Problems and tasks:
**A.** According to the factual background on Cooper's employment, what was Cooper paid during all relevant periods that he worked for Defendants?
**B.** List each period of Cooper's work for Defendants as given in the factual background's first paragraph.
**C.** Pick up the factual background on Cooper's employment after its final sentence and write what follows.

Text section:
I. Factual Background

Plaintiff alleges that Defendant Fire & Ice Trucking, Corp. (“Fire & Ice”) is a New York corporation with its principal place of business in Brooklyn, New York. (Compl. at ¶¶ 9-10.) Fire & Ice has employees engaged in commerce and an annual gross sales volume of at least $500,000. (Id. at ¶ 11.) Plaintiff also alleges that Defendant Cheryl Owens (“Owens”) has “operational control over,” has an ownership interest in, and “control[s] significant functions of” Fire & Ice. (Id. at ¶¶ 14-18, 25.) Plaintiff Cooper worked as a driver and general worker at Fire & Ice, which the Complaint describes as a courier company. (Id. at ¶ 6.) Cooper worked for Defendants from May 2017 to December 2018, again from July 2021 to December 2021, and again from June 2022 to January 4, 2023. (Id.; see also ECF 33-1, Cooper Supp. Aff. Ex. A.)

According to Plaintiff's complaint, Defendants had the power to hire and fire Plaintiff, control the terms and conditions of Plaintiff's employment, and determine the rate and method of Plaintiff's compensation. (Compl. at ¶ 32.) Further, both Fire & Ice and Owens “possessed substantial control over” Plaintiff's working conditions and the policies and practices regarding Plaintiff's employment and compensation. (Id. at ¶ 27.) Defendant Owens set employees' schedules and maintained employee records. (Id. at ¶ 17.) Plaintiff was not required to keep track of his time and is unaware of Defendants having used sign-in sheets, punch cards, or any other time tracking methods that would have reflected the actual number of hours he worked. (Id. at ¶ 44.)

From May 1, 2017, through December 31, 2018, Cooper worked at Defendants' courier company five days per week, eleven hours per day, for approximately 55 hours per week, each week. (Compl. at ¶ 36; see also Cooper Supp. Aff. Ex. A.) Cooper worked the same schedule, for 55 hours per week, each week, between July 1, 2021, and Decembre 31, 2021. (Compl. at ¶ 37; see also Cooper Supp. Aff. Ex. A.) Cooper also worked 55 hours per week, on the same schedule, between June 1, 2022, through September 1, 2022. (Compl. at ¶ 38; see also Cooper Supp. Aff. Ex. A.) Between October 1, 2022, and January 4, 2023, Cooper worked between six and seven days per week, eleven hours per day, for approximately 71.5 hours per week. (Compl. at ¶ 39; see also Cooper Supp. Aff. Ex. A.) During all relevant periods that Cooper worked for Defendants, he was “paid a flat salary of $750 per week.” (Compl. at ¶ 40.)

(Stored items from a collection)
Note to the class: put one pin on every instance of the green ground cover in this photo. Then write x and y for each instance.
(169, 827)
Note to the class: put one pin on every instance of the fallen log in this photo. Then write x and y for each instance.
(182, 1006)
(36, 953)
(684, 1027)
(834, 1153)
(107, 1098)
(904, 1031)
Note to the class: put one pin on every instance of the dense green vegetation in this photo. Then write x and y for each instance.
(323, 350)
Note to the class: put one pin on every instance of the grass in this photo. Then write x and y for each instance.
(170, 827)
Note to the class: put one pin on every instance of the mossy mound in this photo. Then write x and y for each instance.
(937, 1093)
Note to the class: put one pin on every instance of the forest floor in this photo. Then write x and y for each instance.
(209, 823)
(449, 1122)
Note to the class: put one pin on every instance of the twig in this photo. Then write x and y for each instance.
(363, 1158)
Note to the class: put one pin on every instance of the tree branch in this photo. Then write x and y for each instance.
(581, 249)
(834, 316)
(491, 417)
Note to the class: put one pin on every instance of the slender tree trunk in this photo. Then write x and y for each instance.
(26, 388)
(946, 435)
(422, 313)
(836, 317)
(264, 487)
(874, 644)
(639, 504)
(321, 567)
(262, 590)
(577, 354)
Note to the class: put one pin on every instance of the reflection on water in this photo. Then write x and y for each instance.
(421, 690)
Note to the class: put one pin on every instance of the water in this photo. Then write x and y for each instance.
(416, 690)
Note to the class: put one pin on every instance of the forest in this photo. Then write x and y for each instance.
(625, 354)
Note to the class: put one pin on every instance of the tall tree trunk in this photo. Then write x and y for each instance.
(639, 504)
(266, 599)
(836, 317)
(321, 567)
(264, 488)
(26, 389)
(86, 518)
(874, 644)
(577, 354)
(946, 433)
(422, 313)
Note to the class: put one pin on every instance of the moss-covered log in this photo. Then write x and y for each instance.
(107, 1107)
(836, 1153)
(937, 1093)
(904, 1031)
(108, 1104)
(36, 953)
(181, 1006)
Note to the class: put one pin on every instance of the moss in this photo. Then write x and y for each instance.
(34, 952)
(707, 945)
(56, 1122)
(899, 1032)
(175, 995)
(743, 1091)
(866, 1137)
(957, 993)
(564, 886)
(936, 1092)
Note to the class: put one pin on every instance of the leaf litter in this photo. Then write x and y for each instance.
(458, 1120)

Per-task outputs:
**A.** A flat salary of $750 per week.

**B.**
- May 2017 to December 2018
- July 2021 to December 2021
- June 2022 to January 4, 2023

**C.**
Defendants required Plaintiff to work in excess of 40 hours per week, but never paid an overtime premium of one- and one-halftimes the regular rate of pay for those hours worked in excess of 40. (Id. at ¶ 41.) Defendants also did not provide Plaintiff wage statements in accordance with Section 195(3) of the NYLL. (Id. at ¶ 46.) Finally, Defendants did not give Plaintiff notice of his rates of pay, Defendants' courier company's regular pay day, or “such other information” required by Section 195(1) of the NYLL. (Id. at ¶ 47.)

Plaintiff's work for Fire & Ice consisted of loading a vehicle at the company's dispatch location, driving the vehicle within New York City to deliver packages, and then returning the vehicle to the dispatch location. (Cooper Supp. Aff. at ¶ 5.) Plaintiff's typical route was in Harlem, NY, and his duties and responsibilities did not require him to travel outside the state of New York. (Id. at ¶¶ 8-10.)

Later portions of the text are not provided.